Input records:

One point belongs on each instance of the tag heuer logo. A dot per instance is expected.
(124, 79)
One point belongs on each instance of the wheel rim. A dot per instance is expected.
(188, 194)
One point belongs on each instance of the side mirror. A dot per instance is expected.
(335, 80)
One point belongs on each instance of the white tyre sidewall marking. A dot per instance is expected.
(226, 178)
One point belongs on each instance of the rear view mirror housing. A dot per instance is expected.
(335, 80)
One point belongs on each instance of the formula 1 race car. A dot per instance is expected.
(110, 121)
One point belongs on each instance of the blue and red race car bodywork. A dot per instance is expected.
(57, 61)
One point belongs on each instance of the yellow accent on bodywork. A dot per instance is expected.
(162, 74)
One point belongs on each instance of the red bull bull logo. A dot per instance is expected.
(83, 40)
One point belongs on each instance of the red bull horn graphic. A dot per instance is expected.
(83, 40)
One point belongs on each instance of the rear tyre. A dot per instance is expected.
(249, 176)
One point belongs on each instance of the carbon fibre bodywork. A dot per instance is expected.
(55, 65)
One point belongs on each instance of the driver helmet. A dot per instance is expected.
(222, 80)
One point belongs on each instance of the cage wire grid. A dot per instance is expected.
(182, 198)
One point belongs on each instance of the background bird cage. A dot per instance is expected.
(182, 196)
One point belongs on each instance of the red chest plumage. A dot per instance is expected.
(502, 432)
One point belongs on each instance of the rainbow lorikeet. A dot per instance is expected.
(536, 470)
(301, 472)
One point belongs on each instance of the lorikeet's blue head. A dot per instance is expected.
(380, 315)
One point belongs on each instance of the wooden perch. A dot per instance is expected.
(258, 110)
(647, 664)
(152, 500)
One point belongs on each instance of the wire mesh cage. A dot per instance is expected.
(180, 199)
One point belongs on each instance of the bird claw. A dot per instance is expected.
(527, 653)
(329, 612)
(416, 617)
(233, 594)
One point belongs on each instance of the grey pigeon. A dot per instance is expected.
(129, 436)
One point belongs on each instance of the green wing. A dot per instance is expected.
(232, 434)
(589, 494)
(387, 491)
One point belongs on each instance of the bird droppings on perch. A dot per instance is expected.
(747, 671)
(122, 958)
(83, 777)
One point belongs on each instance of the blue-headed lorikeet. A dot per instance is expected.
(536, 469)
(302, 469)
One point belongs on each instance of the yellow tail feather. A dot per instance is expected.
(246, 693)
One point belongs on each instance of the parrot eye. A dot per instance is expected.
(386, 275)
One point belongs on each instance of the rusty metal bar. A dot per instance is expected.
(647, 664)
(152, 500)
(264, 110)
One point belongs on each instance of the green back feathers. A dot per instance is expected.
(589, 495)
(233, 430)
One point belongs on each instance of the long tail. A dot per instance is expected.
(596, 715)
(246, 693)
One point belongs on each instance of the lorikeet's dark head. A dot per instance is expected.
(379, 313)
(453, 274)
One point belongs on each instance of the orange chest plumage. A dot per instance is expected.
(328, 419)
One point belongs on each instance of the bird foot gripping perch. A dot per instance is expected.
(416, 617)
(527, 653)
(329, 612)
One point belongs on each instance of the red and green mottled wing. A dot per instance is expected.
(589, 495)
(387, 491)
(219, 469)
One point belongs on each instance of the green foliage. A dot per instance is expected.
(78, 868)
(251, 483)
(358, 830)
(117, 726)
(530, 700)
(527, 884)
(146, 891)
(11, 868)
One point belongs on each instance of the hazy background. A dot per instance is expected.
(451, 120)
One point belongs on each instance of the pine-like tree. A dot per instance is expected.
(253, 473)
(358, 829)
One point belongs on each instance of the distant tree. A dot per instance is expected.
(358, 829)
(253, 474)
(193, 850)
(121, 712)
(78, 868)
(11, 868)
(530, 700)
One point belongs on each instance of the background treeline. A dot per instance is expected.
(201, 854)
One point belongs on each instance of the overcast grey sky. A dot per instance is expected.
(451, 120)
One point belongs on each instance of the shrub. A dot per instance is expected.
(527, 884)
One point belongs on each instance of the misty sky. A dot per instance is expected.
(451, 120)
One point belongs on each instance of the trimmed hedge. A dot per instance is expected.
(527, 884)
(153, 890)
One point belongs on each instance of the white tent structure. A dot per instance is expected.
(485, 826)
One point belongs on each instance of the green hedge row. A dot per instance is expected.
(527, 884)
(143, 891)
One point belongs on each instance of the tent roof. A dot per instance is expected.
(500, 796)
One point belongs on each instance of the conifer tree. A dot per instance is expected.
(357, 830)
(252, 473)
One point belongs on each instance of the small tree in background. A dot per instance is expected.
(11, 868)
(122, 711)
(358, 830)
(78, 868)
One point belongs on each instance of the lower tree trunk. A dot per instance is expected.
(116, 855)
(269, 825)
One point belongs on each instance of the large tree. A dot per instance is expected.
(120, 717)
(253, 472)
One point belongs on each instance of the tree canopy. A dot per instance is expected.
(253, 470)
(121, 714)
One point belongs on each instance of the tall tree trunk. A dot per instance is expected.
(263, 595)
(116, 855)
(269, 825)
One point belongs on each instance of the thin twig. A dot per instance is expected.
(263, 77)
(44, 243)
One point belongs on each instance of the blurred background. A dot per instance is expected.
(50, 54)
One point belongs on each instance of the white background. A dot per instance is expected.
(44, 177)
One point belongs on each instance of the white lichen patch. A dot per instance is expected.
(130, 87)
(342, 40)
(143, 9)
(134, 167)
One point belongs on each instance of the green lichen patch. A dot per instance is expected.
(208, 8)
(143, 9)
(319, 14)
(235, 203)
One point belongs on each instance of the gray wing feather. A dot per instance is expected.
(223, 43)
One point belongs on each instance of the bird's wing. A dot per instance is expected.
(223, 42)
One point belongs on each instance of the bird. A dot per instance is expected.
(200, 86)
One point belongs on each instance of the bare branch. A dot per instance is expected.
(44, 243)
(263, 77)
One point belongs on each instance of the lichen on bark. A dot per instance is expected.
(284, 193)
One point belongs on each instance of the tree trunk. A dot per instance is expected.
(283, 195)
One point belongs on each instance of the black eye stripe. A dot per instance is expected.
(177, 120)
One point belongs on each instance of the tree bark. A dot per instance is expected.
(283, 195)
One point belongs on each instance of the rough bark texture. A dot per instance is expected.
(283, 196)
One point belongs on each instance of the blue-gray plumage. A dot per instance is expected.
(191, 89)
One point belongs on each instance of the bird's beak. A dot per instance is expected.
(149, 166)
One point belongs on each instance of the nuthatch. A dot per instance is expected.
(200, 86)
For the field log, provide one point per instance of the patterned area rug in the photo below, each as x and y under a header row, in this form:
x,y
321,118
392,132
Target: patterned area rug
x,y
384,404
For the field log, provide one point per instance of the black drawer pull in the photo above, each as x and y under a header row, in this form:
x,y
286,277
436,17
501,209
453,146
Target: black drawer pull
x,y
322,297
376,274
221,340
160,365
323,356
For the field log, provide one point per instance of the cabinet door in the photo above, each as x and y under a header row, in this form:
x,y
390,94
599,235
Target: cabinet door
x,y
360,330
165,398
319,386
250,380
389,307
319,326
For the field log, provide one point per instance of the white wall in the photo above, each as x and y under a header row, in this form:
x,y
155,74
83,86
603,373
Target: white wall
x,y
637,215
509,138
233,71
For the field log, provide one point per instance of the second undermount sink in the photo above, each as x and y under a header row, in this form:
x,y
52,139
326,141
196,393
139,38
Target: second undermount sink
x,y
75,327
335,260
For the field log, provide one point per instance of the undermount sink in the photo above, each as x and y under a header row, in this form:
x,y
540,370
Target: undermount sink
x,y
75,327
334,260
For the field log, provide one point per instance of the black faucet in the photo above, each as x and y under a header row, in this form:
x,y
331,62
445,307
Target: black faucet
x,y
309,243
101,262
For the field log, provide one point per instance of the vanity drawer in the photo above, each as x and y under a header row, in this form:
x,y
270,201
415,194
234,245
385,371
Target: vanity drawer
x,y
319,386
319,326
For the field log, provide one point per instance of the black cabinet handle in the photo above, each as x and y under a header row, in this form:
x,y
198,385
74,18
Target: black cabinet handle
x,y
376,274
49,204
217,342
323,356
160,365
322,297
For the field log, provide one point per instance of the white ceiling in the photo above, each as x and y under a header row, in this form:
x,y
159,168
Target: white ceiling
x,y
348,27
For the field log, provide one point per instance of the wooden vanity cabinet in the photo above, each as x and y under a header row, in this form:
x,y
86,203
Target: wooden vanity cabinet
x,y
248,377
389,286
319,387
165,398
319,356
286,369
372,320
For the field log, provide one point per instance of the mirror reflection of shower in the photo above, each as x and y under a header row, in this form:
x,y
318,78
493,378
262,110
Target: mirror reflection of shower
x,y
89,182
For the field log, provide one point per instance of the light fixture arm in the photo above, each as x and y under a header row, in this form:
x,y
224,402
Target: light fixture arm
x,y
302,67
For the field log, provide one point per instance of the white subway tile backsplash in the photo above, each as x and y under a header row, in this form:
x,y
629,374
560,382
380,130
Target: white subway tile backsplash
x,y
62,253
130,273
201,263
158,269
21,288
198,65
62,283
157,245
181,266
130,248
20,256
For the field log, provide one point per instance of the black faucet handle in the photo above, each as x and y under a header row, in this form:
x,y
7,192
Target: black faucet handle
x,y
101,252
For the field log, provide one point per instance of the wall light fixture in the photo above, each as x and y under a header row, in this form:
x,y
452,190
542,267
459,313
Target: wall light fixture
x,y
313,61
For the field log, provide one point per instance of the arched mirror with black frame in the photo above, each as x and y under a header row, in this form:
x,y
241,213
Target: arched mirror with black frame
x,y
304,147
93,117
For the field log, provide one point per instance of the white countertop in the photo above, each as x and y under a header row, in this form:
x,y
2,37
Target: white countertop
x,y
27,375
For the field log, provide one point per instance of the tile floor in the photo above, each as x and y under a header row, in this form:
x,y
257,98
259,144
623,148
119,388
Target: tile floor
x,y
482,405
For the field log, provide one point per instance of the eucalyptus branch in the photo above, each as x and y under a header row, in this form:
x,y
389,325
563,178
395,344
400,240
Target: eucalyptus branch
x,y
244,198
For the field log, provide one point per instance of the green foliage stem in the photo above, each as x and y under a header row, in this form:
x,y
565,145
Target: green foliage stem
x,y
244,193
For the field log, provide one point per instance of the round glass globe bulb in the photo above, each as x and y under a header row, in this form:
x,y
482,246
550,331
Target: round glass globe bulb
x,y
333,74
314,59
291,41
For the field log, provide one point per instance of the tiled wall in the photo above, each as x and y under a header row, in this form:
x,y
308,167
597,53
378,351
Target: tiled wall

What you should do:
Every line of the listing that includes the word "tiled" forms the answer.

Solution:
For the field log, provide one point per instance of the tiled wall in the photo above, each as x and y under a header row, in this form:
Target: tiled wall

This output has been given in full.